__GOAL OF THE EXERCISE__.
Repeat exactly the lines from the line containing "find the adjacent" to the last line of the listing, including both.

## begin MATERIAL TO PROCESS

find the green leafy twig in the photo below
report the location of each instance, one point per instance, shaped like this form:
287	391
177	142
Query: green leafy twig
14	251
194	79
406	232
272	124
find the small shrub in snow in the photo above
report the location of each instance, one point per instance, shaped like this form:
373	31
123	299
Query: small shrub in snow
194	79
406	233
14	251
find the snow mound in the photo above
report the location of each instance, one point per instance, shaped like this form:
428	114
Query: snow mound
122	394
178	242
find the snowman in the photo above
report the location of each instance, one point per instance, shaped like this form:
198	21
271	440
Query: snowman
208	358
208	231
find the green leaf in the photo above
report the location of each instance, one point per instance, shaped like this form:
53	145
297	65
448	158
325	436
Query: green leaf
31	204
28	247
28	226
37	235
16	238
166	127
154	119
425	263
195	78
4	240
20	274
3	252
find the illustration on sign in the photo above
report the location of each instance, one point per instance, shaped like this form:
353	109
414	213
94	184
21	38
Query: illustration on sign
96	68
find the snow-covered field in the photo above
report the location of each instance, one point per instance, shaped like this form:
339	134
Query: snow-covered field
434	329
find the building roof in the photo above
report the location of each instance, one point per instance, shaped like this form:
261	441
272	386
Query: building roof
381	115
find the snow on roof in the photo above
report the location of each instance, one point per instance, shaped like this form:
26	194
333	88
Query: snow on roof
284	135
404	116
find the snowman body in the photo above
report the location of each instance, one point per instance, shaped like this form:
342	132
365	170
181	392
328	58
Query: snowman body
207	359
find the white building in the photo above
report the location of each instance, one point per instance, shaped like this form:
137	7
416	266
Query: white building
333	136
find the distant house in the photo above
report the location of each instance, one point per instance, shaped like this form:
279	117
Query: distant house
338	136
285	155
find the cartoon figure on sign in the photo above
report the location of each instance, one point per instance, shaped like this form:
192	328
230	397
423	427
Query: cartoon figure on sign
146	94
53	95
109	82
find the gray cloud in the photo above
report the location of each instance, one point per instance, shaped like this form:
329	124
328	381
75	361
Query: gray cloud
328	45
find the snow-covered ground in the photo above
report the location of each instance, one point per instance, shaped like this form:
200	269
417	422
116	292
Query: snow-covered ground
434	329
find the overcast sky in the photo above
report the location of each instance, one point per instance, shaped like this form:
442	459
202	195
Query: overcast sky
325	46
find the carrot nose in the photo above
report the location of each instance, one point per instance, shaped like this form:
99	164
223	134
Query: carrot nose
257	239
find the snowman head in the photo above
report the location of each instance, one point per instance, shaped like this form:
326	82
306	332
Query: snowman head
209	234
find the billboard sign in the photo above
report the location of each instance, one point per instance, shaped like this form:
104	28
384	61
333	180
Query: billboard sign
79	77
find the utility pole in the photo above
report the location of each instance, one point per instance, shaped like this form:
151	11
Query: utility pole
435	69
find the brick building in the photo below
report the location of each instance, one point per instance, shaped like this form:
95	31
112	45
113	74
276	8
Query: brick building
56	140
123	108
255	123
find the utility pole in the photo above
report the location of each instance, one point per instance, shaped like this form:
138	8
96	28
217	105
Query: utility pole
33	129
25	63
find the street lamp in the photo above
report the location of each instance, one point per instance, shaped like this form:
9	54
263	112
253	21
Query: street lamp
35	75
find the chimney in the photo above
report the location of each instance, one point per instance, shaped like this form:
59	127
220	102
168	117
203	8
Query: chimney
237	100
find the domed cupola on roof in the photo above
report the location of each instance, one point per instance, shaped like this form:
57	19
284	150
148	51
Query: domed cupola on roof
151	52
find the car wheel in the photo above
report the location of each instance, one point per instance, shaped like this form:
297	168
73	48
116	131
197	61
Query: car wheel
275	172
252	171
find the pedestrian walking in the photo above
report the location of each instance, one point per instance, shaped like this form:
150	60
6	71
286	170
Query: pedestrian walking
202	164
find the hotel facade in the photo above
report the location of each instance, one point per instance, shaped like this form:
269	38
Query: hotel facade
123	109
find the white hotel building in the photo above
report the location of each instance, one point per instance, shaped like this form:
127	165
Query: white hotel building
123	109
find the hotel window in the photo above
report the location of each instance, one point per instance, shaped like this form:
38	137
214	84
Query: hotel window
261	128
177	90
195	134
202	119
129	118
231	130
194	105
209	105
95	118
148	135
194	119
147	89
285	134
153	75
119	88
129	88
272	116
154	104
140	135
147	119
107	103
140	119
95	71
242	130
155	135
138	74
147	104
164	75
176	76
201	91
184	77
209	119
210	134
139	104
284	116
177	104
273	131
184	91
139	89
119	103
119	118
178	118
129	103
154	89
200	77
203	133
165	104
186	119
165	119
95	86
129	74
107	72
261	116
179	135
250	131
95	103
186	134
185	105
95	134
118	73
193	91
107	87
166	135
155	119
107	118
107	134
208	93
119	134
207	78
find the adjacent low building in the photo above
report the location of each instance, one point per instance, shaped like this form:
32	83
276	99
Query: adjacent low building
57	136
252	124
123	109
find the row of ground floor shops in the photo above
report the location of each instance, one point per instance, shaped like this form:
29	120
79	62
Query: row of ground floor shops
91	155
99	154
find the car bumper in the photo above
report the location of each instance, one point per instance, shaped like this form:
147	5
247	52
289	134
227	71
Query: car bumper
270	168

## end MATERIAL TO PROCESS

__FULL SOLUTION__.
find the adjacent low building in the photo above
report the location of each instance, one point per instance, shaped like this form:
32	83
276	99
Query: adjacent low building
57	136
252	124
123	109
find the row of ground floor shops in the photo above
report the location of each instance, one point per instance, shaped like this form:
29	120
79	62
Query: row of ground floor shops
91	155
99	154
find the car bumper in the photo above
report the location of each instance, one point per instance, shaped like this form:
147	5
247	52
289	134
227	71
Query: car bumper
270	168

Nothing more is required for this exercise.